++++ EXCERPTED RECORDS

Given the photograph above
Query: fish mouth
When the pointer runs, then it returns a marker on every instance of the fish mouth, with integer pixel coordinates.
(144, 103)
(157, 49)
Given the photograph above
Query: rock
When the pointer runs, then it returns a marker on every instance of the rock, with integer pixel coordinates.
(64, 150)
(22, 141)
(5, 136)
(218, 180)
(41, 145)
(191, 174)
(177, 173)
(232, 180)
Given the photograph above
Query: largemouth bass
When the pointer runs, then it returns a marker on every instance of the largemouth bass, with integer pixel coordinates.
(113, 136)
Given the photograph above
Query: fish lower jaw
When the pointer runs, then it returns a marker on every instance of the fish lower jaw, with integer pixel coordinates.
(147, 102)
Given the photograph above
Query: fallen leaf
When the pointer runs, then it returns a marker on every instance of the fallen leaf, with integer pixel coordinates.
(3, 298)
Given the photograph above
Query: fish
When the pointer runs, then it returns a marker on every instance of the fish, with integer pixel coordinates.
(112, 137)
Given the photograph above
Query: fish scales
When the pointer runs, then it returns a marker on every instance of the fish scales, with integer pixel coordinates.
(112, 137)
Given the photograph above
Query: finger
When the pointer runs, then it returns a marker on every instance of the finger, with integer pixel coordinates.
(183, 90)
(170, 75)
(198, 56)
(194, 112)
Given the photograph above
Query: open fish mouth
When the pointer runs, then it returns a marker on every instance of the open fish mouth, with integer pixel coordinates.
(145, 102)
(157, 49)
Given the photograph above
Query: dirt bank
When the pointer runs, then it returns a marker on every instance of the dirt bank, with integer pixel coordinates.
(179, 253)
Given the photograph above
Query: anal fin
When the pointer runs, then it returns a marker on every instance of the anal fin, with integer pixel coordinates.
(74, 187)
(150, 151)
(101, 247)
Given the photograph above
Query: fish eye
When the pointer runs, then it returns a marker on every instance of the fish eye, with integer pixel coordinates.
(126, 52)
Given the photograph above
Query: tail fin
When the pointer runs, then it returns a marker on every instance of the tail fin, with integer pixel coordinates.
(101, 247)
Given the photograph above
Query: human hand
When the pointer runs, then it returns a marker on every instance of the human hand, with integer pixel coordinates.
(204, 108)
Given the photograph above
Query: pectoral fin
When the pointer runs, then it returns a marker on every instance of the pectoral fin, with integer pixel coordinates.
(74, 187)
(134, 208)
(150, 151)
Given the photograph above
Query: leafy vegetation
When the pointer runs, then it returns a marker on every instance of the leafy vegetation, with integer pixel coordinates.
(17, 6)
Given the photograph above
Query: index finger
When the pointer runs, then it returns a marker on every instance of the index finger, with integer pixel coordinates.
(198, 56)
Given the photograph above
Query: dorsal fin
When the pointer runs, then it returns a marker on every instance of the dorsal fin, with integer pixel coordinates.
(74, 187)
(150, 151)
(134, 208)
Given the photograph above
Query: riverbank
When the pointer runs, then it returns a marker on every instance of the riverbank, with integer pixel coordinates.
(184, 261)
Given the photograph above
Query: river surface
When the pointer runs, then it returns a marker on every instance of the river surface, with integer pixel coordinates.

++++++++
++++ EXCERPTED RECORDS

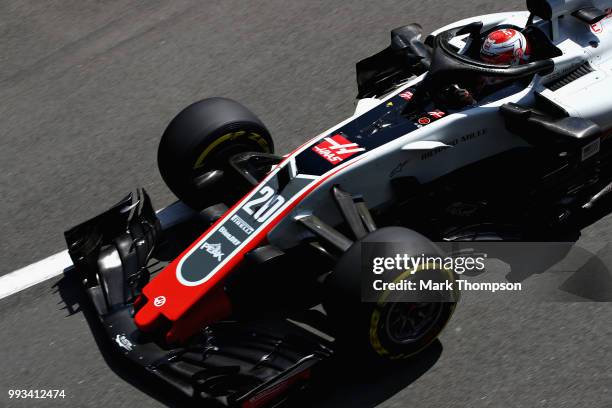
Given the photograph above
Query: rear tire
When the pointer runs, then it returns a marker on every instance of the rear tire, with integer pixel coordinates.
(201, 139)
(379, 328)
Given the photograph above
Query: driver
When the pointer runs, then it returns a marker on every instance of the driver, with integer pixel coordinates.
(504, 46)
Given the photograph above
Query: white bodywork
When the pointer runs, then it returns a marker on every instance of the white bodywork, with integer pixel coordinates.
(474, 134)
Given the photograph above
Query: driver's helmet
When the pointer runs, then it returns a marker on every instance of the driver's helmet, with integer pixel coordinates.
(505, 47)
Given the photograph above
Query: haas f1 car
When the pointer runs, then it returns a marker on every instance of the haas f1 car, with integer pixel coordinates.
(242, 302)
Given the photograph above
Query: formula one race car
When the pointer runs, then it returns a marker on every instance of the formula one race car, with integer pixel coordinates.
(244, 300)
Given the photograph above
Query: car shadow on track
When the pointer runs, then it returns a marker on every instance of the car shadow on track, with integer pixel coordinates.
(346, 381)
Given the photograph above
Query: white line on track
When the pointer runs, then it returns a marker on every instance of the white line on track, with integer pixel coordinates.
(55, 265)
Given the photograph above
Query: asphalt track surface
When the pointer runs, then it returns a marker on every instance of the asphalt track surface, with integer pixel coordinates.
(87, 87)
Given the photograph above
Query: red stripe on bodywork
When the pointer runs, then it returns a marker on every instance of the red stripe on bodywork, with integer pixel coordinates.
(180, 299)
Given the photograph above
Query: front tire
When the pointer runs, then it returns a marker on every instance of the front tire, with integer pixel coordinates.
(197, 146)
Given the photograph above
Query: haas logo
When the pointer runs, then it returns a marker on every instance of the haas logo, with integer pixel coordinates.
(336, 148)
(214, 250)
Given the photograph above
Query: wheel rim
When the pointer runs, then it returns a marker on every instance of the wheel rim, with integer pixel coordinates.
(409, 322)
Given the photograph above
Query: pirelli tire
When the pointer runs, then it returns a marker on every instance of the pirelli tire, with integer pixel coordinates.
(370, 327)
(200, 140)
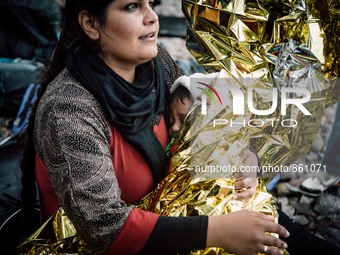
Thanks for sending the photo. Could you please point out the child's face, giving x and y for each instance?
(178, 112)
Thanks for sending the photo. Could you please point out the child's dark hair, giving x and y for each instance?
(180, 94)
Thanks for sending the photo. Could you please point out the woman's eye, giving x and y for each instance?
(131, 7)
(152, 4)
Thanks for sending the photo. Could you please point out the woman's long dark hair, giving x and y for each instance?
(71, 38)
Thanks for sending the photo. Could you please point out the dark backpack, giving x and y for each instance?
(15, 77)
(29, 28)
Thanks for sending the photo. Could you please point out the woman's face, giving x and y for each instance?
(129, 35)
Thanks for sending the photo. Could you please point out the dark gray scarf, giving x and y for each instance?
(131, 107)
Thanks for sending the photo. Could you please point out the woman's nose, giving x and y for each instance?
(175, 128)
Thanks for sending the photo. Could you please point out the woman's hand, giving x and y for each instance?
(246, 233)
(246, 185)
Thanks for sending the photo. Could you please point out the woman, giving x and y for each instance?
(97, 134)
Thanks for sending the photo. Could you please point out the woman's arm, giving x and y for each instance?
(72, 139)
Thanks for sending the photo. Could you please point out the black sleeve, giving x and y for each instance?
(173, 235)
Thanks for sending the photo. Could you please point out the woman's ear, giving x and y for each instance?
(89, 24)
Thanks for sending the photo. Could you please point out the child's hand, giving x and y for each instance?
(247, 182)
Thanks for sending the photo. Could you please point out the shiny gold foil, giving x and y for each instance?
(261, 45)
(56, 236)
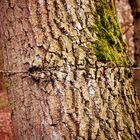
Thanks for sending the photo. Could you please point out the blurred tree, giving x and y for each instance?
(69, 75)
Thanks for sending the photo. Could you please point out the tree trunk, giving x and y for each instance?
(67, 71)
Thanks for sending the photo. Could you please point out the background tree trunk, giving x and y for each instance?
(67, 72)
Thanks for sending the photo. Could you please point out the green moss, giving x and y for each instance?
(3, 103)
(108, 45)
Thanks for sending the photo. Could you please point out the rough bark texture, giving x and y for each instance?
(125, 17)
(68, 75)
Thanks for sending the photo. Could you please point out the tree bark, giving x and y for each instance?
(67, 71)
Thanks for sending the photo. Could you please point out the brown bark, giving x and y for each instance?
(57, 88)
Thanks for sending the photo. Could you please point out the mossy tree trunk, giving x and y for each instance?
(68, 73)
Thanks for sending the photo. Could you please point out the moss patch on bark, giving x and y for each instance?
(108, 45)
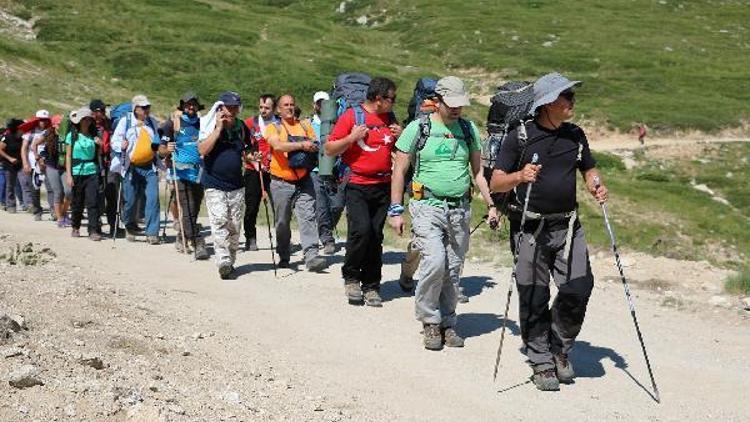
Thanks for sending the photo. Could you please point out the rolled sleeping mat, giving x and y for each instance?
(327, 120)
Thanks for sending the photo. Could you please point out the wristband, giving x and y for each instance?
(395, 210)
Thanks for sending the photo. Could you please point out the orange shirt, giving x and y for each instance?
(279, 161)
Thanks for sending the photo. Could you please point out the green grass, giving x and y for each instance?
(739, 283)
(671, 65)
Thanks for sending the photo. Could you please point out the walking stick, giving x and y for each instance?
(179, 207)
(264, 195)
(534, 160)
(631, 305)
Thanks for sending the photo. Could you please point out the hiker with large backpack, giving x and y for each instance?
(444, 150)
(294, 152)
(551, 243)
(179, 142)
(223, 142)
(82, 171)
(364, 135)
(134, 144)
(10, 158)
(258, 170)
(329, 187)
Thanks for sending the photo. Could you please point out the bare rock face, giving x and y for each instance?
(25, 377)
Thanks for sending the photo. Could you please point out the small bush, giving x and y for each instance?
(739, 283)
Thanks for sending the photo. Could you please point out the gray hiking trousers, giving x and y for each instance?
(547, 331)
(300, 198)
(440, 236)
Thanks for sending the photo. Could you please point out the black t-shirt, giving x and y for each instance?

++++++++

EXERCISE PROMPT → Scan the records above for the lines holding "driver, with integer pixel coordinates." and "Query: white line on track". Transcribe those two and every line between them word for word, and no others.

FINAL ANSWER →
When the pointer runs, then it returns a marker on every instance of the driver, with integer pixel coordinates.
(504, 46)
Given the photograph above
Query: white bodywork
When the pointer runs, then it returns a marker on every instance of the white bodywork, with integer pixel coordinates.
(474, 134)
Given the photograph above
Query: driver's helmet
When the pointer runs, then it returns a marker on every instance of the driver's helmet, with integer pixel coordinates.
(505, 47)
Given the photograph above
Query: haas f1 car
When the pointer runs, then it returns a marker on every instance of the haas f1 car, with integer pixel coordinates.
(242, 302)
Given the photograph above
Query: formula one race car
When the pointer runs, then it returns a marker on every instance of the formula one race car, with integer pixel coordinates.
(244, 300)
Given the photograph above
Query: car shadow on track
When the pointer runs, then it returns a marker on every instance of the car shadow on track, with integer pixel coordinates.
(346, 381)
Given the photograph above
Query: white line on track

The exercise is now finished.